*** INFORMATION ***

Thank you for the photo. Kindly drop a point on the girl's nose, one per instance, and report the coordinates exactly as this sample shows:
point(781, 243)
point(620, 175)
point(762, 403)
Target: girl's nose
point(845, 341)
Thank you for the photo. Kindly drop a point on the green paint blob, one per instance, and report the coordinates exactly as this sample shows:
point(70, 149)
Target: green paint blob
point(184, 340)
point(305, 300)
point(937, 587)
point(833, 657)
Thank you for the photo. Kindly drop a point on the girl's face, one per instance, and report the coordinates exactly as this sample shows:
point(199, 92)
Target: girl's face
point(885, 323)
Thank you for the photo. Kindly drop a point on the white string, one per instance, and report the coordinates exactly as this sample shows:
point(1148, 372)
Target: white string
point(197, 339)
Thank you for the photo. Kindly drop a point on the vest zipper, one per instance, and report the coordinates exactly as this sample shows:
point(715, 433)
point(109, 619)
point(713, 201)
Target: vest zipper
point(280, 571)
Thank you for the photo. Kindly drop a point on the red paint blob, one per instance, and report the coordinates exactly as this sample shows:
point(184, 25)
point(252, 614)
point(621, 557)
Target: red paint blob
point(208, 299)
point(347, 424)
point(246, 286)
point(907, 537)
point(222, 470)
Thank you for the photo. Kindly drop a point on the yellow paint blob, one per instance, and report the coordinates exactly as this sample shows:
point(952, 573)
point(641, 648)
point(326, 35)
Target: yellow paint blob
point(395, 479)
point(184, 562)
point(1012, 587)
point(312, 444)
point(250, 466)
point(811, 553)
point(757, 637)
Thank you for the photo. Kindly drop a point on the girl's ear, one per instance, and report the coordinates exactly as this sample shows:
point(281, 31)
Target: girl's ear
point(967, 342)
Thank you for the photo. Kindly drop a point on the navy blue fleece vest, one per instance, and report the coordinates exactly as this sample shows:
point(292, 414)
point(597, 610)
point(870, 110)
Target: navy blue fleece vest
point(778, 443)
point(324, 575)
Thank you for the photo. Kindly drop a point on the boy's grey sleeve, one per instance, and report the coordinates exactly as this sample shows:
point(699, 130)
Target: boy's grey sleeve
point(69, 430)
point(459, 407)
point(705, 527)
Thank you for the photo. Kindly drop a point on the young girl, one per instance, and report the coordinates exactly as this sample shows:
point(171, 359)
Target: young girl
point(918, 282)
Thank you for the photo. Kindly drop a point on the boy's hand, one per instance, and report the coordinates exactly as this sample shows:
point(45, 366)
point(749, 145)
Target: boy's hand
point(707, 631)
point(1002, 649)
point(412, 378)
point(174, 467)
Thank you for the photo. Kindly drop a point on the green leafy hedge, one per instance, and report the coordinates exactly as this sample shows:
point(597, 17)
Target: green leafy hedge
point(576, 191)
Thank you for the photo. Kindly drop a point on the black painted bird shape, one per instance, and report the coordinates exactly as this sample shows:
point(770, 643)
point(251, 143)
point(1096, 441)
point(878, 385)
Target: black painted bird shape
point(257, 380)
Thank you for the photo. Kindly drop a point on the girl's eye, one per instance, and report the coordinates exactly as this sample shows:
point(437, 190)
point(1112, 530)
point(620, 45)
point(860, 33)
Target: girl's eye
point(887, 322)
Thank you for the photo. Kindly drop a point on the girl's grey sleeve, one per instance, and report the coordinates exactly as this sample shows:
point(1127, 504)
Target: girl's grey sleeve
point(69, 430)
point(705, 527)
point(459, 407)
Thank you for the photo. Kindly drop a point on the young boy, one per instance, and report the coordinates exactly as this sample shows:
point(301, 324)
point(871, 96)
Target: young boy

*** End of INFORMATION ***

→ **ASSIGNED TASK**: Write out the whole listing exactly as it stands.

→ **FINISHED EXERCISE**:
Thank you for the photo. Kindly drop a point on the girl's nose, one per instance, and report the coordinates exactly as this sample shows:
point(781, 243)
point(620, 175)
point(762, 403)
Target: girl's nose
point(845, 341)
Thank you for the photo. Kindly drop a point on the green paint blob, one per instance, and report the coordinates exactly as this sample shows:
point(70, 149)
Target: green paint blob
point(184, 340)
point(305, 300)
point(937, 587)
point(833, 657)
Thank you for the photo. Kindly drop a point on the girl's face, one per instance, and report the coordinates exactly as this sample shows:
point(199, 92)
Target: girl's face
point(885, 323)
Thank you for the photo. Kindly drop a point on the white string, one per instance, and report the coordinates exactly as this sample shows:
point(1148, 372)
Target: white string
point(197, 339)
Thank you for the photo. Kindly drop a point on the vest zipper, one per instance, and report the coordinates exactly as this sample shows:
point(715, 433)
point(109, 619)
point(713, 201)
Target: vest zipper
point(280, 571)
Thank you for the photo. Kindly drop a point on the red paint blob, one per instance, and report the coordinates exactly as this sample shows:
point(184, 25)
point(252, 614)
point(621, 557)
Target: red paint blob
point(208, 299)
point(347, 424)
point(246, 286)
point(907, 537)
point(222, 470)
Thank you for the photo. Kindly drop a point on the yellow paint blob, one per instance, and report the coordinates exactly as this sample shows:
point(952, 573)
point(641, 648)
point(326, 35)
Target: yellow paint blob
point(395, 479)
point(184, 562)
point(1012, 587)
point(312, 444)
point(250, 466)
point(811, 553)
point(757, 637)
Thank you for the photo. Kindly drop a point on the girl's ear, one per instance, and report the coordinates exactly as this sample shows:
point(281, 31)
Target: girl's ear
point(967, 342)
Thank you for the photo. Kindly drop a point on the navy blue fleece vest, one per instance, and report the coordinates exactly as this sample shows:
point(292, 414)
point(597, 610)
point(870, 110)
Target: navy blue fleece vest
point(778, 443)
point(324, 575)
Thank you for the photo. Kindly drop a point on the boy's grey sleeve, one per instance, and report the coordinates exactly as this sample shows:
point(699, 130)
Target: boy's grey sleeve
point(69, 430)
point(459, 407)
point(705, 527)
Thank you for the photo. Kindly drop a point on the young girl, one per instance, and report the coordinates exactly as this sample shows:
point(171, 359)
Target: young girl
point(918, 282)
Thank you for the photo. Kindly drop a point on the boy's hand, one per instance, and report the coordinates exactly as this sample shows:
point(45, 366)
point(749, 145)
Target: boy's hand
point(707, 631)
point(1002, 649)
point(412, 378)
point(174, 467)
Thank you for the photo. Kindly drop a point on the green leafy hedge, one per instance, and report the coordinates exactly as this sample shows:
point(597, 17)
Target: green leafy hedge
point(576, 191)
Thank you for the photo. Kindly drop a point on the black painted bird shape, one per instance, and report the coordinates exactly as this sample shows:
point(770, 643)
point(251, 143)
point(1096, 441)
point(878, 385)
Target: black painted bird shape
point(257, 380)
Thank you for the photo. Kindly drop a point on the girl's eye, one per instance, and report the coordinates exactly as this sample shows:
point(437, 190)
point(1112, 530)
point(620, 45)
point(860, 33)
Target: girl's eye
point(887, 322)
Thank you for the photo. Kindly drop a point on the girl's grey sleeve, one per instance, and report the coordinates exactly as this sample shows:
point(1127, 504)
Target: girl's grey sleeve
point(69, 430)
point(705, 527)
point(459, 407)
Thank you for the photo. Kindly drop a point on the young boy, one per instance, and report the coordinates exactly as this sample shows:
point(301, 324)
point(871, 96)
Target: young boy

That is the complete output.